## Start Records provided

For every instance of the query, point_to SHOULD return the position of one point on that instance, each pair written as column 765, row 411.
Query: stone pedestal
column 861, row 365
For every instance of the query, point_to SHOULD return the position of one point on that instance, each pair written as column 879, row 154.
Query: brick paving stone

## End Records provided

### What is being asked
Please rewrite these lines as a numbered list, leaving out any blank lines.

### Exercise answer
1. For every instance of the query, point_to SHOULD return the position of one point on that instance, each pair written as column 765, row 411.
2. Query: stone pedestal
3. column 861, row 365
4. For every instance of the query, point_to SHOULD return the position of one point on that instance, each pair written as column 879, row 154.
5. Query: brick paving stone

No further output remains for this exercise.